■ Assignment ■
Your response must be the entire set of entries, reproduced word for word.

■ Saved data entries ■
========================================================================

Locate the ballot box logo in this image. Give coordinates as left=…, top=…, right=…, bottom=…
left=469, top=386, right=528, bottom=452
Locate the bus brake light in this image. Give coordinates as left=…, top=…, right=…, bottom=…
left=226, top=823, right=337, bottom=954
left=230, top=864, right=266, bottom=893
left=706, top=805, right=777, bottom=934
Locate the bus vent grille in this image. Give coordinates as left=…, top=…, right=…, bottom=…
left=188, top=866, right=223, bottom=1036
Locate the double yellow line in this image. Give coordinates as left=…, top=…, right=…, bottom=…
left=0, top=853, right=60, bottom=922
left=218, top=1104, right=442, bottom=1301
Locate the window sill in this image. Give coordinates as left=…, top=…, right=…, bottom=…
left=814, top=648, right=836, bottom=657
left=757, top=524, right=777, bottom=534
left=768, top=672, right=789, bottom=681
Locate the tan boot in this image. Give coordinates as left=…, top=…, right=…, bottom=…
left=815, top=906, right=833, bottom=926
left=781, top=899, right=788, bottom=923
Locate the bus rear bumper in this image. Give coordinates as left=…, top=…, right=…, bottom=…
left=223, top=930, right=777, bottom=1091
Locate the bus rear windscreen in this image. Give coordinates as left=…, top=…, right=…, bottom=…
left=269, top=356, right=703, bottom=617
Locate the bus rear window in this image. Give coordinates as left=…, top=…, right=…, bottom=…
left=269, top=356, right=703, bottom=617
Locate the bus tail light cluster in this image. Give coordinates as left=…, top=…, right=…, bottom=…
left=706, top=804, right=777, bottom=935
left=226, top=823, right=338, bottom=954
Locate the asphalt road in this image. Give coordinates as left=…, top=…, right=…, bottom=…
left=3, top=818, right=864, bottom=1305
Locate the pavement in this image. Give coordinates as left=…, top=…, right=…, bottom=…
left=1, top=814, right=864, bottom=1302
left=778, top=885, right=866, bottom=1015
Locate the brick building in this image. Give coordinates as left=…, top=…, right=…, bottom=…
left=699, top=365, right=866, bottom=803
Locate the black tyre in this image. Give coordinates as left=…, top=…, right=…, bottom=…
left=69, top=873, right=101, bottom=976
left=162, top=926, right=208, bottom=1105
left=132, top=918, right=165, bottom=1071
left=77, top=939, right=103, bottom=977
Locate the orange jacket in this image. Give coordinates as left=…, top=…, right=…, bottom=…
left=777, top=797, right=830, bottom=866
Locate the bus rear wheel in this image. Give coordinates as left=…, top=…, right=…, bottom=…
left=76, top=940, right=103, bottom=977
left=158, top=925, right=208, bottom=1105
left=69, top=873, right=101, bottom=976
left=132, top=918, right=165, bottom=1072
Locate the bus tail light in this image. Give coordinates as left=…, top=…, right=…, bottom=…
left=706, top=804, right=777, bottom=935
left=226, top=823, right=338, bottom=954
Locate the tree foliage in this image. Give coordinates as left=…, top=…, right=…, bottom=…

========================================================================

■ Reply ■
Locate the ballot box logo in this image. Give coordinates as left=…, top=…, right=…, bottom=…
left=469, top=386, right=528, bottom=452
Locate the bus brake light in this image. Give coordinates as left=…, top=…, right=…, bottom=…
left=226, top=823, right=337, bottom=954
left=230, top=864, right=266, bottom=893
left=706, top=805, right=777, bottom=934
Locate the bus vent grille in this image. Give coordinates as left=…, top=…, right=…, bottom=…
left=188, top=866, right=223, bottom=1036
Locate the double yellow line in this image. Give coordinates as left=…, top=…, right=…, bottom=…
left=0, top=853, right=60, bottom=922
left=218, top=1104, right=442, bottom=1301
Locate the window sill in this image. Give coordinates as left=…, top=…, right=…, bottom=…
left=814, top=648, right=836, bottom=657
left=757, top=524, right=777, bottom=534
left=768, top=672, right=789, bottom=681
Locate the tan boot in this image. Give coordinates as left=…, top=…, right=…, bottom=…
left=815, top=906, right=833, bottom=926
left=781, top=899, right=788, bottom=923
Locate the bus rear bumper in this image. Give coordinates as left=…, top=…, right=…, bottom=…
left=223, top=930, right=777, bottom=1091
Locate the bus rear windscreen in this image. Give coordinates as left=…, top=…, right=…, bottom=…
left=269, top=356, right=703, bottom=617
Locate the bus rear window in this image. Give coordinates as left=…, top=…, right=…, bottom=…
left=269, top=356, right=703, bottom=617
Locate the bus tail light cluster in this image. Give coordinates as left=…, top=…, right=…, bottom=…
left=706, top=804, right=777, bottom=935
left=226, top=823, right=338, bottom=954
Locate the asphalt road in this image. Give coordinates as left=…, top=…, right=…, bottom=…
left=3, top=818, right=864, bottom=1305
Locate the pavement in this image. Give coordinates as left=…, top=…, right=…, bottom=…
left=1, top=814, right=864, bottom=1302
left=778, top=885, right=866, bottom=1015
Locate the brick building in this image. Give coordinates as left=…, top=…, right=…, bottom=…
left=699, top=365, right=866, bottom=803
Locate the black tyre in this image. Give coordinates as left=…, top=…, right=…, bottom=…
left=69, top=873, right=101, bottom=976
left=162, top=926, right=208, bottom=1105
left=132, top=918, right=165, bottom=1071
left=77, top=939, right=103, bottom=977
Locate the orange jacket in this image. Give coordinates as left=…, top=…, right=…, bottom=…
left=777, top=797, right=830, bottom=866
Locate the bus rear wheel in this image. Give coordinates as left=…, top=…, right=…, bottom=…
left=76, top=940, right=103, bottom=977
left=158, top=925, right=208, bottom=1105
left=69, top=873, right=101, bottom=976
left=132, top=918, right=165, bottom=1072
Locate the bus tail light in this image. Give coordinates as left=…, top=…, right=…, bottom=…
left=706, top=804, right=777, bottom=935
left=226, top=823, right=338, bottom=954
Locate the tree foliage in this image. Give coordinates as left=…, top=…, right=…, bottom=…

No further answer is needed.